--- start of Given records ---

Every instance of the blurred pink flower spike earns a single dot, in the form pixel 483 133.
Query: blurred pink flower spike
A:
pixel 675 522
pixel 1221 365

--- end of Given records ---

:: Exercise brief ::
Please rewrite the items with "pink" replaced by "magenta", leaving everything else unchanged.

:: The completed task ::
Every instance of the blurred magenta flower spike earns a single dot, in the form pixel 483 133.
Query: blurred magenta flower spike
A:
pixel 675 522
pixel 1221 365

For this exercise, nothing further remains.